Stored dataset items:
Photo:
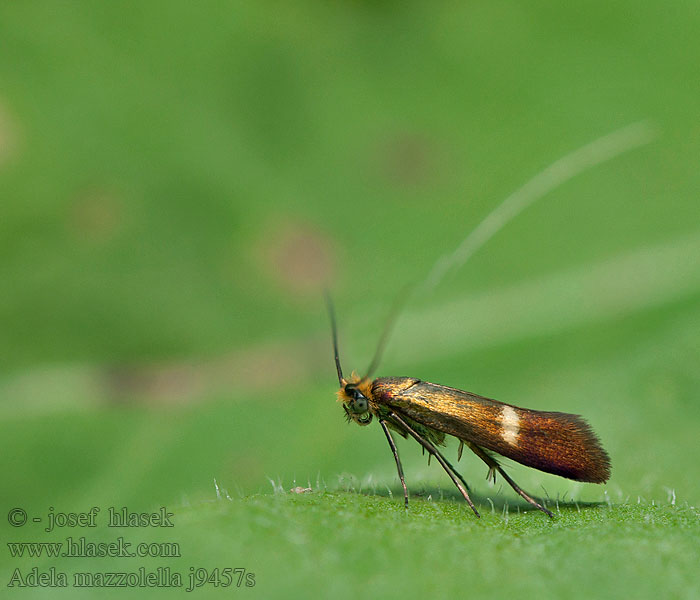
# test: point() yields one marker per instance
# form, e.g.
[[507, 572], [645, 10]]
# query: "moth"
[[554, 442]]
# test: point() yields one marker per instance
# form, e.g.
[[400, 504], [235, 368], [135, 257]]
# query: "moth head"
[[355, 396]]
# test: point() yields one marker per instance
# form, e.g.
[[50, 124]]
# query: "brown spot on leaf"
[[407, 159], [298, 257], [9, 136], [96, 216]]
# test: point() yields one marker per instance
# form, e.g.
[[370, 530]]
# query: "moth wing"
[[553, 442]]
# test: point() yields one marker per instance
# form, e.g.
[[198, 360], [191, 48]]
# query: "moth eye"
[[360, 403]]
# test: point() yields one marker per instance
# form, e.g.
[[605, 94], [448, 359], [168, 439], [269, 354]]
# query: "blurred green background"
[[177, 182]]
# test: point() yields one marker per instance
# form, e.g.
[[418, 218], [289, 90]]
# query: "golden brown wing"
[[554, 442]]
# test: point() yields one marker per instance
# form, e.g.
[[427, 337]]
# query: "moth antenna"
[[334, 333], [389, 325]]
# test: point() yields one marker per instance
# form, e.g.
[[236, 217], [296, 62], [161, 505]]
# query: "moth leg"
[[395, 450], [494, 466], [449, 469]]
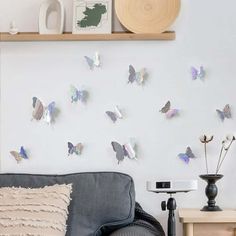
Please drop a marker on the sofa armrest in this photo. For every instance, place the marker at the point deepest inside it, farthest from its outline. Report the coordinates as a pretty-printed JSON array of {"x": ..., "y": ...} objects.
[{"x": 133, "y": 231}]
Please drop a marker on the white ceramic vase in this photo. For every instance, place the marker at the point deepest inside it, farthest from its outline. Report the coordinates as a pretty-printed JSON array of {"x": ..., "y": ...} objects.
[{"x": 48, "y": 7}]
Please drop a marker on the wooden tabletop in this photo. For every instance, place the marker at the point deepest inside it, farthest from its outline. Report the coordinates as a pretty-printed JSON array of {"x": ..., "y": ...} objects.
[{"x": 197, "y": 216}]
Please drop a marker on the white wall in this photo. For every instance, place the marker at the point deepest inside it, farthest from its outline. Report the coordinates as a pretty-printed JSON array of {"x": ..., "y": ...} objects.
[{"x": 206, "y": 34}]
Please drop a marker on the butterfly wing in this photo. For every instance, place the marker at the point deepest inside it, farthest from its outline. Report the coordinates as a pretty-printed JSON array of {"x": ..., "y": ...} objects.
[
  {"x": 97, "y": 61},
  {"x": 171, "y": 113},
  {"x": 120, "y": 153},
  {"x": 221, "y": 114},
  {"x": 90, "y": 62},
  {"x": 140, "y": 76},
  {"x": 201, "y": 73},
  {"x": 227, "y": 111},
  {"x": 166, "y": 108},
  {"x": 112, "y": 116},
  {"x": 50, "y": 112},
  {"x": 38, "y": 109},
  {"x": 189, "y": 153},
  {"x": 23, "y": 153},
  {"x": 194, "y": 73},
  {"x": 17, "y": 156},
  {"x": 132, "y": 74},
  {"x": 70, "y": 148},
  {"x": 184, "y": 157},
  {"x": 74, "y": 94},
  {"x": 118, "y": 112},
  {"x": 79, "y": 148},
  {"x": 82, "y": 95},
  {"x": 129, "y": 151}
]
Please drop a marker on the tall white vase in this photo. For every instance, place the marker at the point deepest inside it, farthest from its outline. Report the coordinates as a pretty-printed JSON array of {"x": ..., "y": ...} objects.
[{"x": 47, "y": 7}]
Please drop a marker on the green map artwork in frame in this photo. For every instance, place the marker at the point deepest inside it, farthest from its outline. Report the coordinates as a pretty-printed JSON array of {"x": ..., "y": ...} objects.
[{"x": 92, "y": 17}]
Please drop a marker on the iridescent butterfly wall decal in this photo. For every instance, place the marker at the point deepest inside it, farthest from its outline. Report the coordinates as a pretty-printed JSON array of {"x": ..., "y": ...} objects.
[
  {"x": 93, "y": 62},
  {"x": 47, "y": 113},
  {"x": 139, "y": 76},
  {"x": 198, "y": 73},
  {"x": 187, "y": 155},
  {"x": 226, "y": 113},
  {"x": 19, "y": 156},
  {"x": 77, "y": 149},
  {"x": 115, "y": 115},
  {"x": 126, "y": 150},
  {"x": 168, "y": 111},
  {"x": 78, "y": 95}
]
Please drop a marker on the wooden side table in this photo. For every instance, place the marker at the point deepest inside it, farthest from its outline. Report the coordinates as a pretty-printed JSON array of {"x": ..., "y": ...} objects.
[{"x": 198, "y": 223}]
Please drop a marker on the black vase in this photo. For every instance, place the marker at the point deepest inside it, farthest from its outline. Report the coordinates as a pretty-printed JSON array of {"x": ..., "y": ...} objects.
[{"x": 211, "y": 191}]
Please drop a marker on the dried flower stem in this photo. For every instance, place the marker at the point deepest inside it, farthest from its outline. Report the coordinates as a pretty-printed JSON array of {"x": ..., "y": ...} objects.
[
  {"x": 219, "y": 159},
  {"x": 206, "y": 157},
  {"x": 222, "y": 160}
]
* * *
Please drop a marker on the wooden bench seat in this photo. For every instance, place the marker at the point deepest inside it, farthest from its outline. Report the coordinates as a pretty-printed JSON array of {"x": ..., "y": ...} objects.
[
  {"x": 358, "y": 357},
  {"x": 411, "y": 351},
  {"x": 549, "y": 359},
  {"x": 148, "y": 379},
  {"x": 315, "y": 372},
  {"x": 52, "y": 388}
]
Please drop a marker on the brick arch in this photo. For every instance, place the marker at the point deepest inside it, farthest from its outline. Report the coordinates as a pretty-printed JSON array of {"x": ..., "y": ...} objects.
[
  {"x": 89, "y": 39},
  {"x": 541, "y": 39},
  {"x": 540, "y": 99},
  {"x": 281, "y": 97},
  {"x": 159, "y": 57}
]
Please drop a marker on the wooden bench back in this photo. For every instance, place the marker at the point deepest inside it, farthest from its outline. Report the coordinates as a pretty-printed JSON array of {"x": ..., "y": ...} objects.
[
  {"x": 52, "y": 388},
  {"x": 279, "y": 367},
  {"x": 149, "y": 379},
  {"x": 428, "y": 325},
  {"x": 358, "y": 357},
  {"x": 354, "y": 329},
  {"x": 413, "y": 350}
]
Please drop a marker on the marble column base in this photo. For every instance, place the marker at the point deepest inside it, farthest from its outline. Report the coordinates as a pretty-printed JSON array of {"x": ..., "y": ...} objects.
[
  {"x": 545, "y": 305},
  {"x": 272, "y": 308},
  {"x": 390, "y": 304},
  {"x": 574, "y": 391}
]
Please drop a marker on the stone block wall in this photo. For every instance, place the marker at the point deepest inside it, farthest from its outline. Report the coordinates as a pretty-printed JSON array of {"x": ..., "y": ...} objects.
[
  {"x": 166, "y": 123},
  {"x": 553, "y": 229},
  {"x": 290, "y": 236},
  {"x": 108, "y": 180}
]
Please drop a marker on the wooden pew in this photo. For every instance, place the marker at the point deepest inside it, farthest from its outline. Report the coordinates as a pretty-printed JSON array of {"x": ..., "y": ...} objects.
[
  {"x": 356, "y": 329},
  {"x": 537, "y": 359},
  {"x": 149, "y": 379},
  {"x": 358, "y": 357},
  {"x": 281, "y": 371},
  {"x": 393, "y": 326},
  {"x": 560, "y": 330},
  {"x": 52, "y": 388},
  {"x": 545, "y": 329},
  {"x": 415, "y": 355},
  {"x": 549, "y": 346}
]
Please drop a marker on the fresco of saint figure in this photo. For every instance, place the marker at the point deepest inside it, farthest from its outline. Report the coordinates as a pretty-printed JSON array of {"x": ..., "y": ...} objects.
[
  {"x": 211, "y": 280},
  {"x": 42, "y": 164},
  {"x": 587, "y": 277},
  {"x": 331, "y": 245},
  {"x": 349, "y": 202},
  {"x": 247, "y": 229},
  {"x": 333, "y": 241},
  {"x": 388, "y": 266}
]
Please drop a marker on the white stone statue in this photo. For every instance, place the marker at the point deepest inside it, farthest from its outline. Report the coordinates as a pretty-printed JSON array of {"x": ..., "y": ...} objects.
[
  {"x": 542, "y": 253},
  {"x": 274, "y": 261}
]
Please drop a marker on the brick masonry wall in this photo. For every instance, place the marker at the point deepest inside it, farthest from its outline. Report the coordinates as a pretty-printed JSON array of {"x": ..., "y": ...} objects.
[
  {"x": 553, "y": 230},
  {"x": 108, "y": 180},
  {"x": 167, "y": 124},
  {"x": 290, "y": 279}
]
--
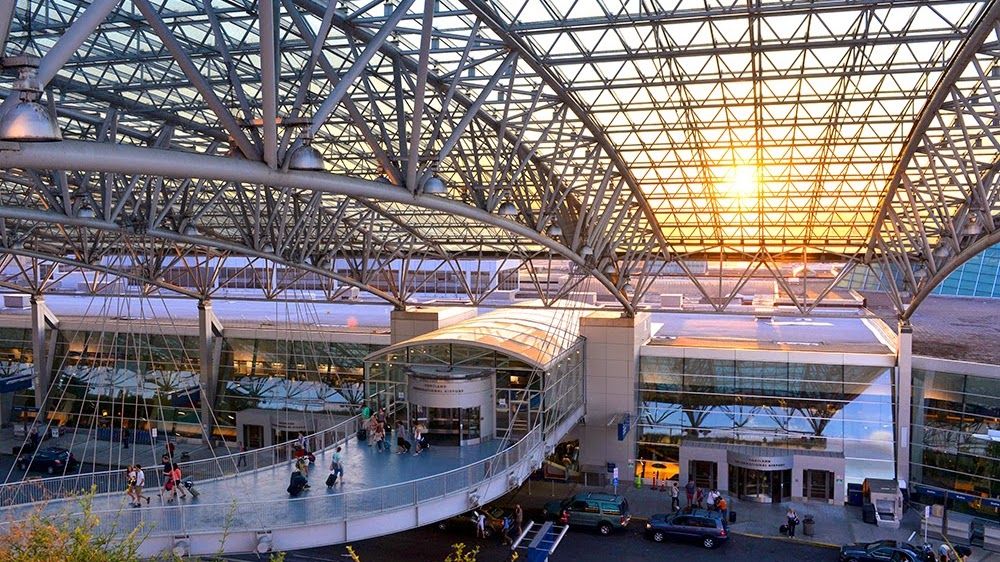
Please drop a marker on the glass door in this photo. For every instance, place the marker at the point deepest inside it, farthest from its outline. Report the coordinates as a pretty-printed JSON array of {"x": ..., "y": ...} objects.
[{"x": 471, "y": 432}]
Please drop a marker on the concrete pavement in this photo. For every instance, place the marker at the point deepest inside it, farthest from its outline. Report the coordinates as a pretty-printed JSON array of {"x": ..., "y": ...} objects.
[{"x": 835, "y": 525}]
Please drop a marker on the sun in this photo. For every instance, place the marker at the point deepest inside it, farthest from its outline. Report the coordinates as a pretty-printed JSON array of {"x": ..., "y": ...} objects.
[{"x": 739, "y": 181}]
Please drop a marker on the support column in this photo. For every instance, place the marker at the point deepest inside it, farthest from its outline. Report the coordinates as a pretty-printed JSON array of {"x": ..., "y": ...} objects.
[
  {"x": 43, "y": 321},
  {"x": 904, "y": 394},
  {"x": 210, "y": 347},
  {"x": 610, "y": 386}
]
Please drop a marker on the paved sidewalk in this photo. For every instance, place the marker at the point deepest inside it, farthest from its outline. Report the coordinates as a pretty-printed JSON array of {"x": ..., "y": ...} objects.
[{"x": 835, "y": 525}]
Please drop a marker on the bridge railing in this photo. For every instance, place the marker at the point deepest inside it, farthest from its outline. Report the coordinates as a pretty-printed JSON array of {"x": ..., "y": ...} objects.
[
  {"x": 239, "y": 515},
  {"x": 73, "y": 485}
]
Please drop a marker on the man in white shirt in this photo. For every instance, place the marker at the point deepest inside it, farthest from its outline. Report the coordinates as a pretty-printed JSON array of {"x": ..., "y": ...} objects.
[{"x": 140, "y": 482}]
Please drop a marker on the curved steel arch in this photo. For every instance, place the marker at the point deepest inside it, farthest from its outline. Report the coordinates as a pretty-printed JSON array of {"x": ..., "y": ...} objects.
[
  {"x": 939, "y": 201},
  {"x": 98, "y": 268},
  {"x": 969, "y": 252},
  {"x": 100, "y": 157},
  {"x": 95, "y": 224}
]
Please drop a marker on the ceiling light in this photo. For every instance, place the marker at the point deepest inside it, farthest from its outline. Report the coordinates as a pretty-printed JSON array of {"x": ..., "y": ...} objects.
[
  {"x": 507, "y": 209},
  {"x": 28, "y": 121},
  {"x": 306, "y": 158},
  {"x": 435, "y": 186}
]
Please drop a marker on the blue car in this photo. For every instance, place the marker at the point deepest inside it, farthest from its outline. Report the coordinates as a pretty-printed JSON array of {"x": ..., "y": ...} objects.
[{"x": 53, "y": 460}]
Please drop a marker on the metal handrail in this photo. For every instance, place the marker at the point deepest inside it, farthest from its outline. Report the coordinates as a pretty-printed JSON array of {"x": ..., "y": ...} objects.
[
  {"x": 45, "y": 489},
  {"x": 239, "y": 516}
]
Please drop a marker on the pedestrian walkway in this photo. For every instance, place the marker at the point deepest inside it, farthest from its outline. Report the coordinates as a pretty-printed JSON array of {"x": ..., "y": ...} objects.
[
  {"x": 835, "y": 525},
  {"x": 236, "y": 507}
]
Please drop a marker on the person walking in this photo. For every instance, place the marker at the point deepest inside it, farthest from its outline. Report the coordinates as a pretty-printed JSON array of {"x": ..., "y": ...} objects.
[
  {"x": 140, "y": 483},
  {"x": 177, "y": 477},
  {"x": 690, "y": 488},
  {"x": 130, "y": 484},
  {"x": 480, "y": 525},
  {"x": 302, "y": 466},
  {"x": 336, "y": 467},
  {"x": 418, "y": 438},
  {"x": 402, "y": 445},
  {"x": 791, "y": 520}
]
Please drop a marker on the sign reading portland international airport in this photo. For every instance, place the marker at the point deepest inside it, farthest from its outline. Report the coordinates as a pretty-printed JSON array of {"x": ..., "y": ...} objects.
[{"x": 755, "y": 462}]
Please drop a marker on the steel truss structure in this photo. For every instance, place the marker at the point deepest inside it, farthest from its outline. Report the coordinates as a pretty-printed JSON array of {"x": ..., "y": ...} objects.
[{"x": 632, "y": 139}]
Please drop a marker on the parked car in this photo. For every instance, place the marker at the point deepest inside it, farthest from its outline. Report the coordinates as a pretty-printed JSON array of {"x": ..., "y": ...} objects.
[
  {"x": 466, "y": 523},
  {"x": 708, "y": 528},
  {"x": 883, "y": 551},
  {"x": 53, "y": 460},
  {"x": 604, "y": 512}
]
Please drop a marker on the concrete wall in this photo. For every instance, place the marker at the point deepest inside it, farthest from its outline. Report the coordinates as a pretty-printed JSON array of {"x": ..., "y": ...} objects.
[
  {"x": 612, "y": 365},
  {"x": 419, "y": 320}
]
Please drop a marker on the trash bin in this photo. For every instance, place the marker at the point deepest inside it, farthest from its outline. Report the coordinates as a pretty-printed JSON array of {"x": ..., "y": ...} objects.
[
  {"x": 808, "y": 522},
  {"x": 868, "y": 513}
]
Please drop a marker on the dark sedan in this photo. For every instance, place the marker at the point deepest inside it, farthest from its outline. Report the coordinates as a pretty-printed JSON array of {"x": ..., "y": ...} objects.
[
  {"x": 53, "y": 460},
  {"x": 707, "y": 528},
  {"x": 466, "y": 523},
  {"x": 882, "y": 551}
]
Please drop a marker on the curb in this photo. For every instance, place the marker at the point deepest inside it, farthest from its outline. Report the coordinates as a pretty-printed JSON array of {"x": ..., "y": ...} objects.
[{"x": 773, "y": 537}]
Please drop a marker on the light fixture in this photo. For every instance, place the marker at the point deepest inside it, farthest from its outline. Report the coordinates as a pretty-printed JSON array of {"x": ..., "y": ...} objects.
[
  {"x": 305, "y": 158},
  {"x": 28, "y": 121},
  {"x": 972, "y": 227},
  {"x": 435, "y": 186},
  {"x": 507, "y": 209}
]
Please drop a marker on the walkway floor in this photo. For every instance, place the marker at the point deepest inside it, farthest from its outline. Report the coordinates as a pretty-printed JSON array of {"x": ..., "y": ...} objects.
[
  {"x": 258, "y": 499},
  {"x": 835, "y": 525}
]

● Requirement
A word-for-word copy of the lines above from the one with "[[400, 504], [235, 368], [135, 257]]" through the one with "[[418, 218], [289, 90]]", inclusive, is the only output wanted.

● Answer to this problem
[[400, 504], [235, 368], [135, 257]]
# query: "moth head"
[[355, 396]]
# test: point() yields one marker per instance
# form, e.g.
[[50, 124]]
# query: "brown spot on leaf"
[[407, 159], [298, 257], [9, 136], [96, 216]]
# test: point() yields one marker per instance
# form, e.g.
[[370, 530]]
# query: "moth wing"
[[553, 442]]
# test: point() yields one marker per instance
# form, e.g.
[[198, 360], [191, 48]]
# query: "moth eye"
[[360, 403]]
# test: point() yields one marker per instance
# form, e.g.
[[605, 94], [448, 359], [168, 439], [269, 354]]
# query: "blurred green background"
[[177, 182]]
# test: point() yields one marker per instance
# form, e.g.
[[418, 218], [289, 90]]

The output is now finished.